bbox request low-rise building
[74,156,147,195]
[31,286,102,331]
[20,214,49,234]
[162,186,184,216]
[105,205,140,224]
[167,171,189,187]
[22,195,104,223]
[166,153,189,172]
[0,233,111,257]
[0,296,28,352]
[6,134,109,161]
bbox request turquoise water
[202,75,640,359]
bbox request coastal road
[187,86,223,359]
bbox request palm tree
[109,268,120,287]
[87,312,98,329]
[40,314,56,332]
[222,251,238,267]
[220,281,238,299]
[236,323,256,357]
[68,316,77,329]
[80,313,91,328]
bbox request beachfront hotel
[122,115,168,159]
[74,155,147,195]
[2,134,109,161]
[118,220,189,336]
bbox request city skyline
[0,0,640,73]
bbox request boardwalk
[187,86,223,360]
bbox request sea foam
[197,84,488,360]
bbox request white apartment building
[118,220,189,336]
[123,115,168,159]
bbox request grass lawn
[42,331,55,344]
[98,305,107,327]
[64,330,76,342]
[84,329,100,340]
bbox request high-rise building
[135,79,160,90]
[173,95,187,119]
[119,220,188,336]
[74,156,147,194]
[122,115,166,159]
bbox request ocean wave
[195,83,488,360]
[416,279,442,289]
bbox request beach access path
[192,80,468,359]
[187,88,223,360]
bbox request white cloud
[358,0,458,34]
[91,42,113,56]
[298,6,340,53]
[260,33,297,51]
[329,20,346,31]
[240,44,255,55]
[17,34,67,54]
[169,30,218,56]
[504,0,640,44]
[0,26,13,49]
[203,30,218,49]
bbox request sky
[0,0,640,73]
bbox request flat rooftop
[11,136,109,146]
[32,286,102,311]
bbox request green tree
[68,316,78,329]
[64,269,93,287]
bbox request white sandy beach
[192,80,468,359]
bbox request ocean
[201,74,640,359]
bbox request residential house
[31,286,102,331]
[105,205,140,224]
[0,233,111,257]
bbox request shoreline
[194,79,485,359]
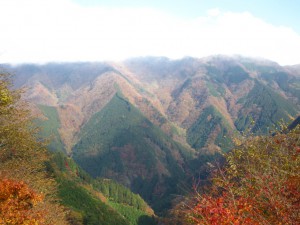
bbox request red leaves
[0,179,43,225]
[191,126,300,225]
[192,192,259,225]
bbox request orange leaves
[191,126,300,225]
[192,192,259,225]
[0,179,44,225]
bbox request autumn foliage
[0,72,66,225]
[0,179,44,225]
[187,125,300,225]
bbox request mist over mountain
[3,56,300,211]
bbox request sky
[0,0,300,65]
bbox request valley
[2,56,300,215]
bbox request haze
[0,0,300,65]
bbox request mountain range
[2,56,300,212]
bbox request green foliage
[36,105,65,152]
[187,106,232,150]
[94,178,148,211]
[261,72,300,102]
[109,202,156,225]
[235,82,297,133]
[73,94,188,213]
[184,125,300,225]
[48,152,153,225]
[59,179,129,225]
[0,73,66,224]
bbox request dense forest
[0,55,300,225]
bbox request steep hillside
[3,56,300,214]
[48,153,155,225]
[73,93,189,211]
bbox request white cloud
[0,0,300,64]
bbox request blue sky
[74,0,300,32]
[0,0,300,65]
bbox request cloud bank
[0,0,300,65]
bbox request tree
[0,179,45,225]
[187,122,300,225]
[0,73,65,224]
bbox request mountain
[3,56,300,212]
[47,152,155,225]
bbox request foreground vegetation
[0,74,66,224]
[0,74,155,225]
[175,122,300,225]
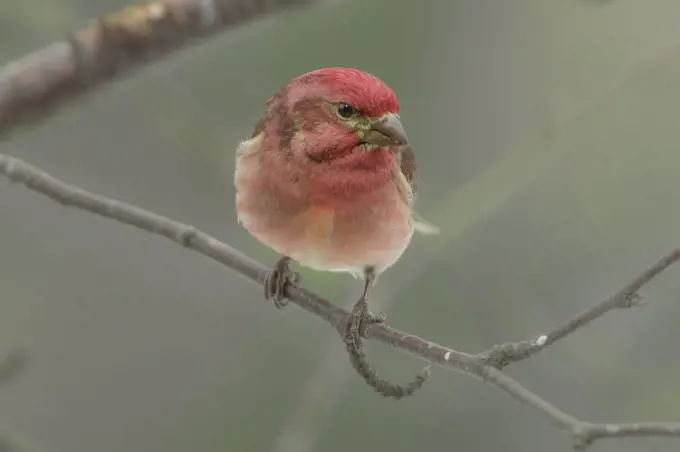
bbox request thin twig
[0,154,680,450]
[477,252,680,369]
[0,0,315,137]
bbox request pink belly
[237,184,413,274]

● ● ●

**PROBLEM DETAILS:** Copy exactly the lines from the line containing "bbox request green foliage" through the last line of the records, both included, and omit every picture.

**COMPLETE ANSWER:**
bbox request green foliage
[36,105,65,152]
[187,106,232,150]
[94,178,148,211]
[261,72,300,102]
[109,202,156,225]
[235,82,297,133]
[73,94,188,213]
[184,125,300,225]
[48,152,153,225]
[59,179,129,225]
[0,73,66,224]
bbox request dense forest
[0,55,300,225]
bbox request steep hillside
[3,56,300,214]
[48,153,155,225]
[73,93,189,211]
bbox request white cloud
[0,0,300,64]
bbox request blue sky
[74,0,300,32]
[0,0,300,65]
bbox request cloud bank
[0,0,300,65]
bbox request tree
[0,179,45,225]
[187,122,300,225]
[0,73,65,224]
bbox request mountain
[3,56,300,212]
[47,152,155,225]
bbox request foreground vegetation
[0,74,66,224]
[0,74,155,225]
[175,122,300,225]
bbox request thin twig
[0,154,680,450]
[477,252,680,369]
[0,0,315,137]
bbox request pink belly
[237,184,413,274]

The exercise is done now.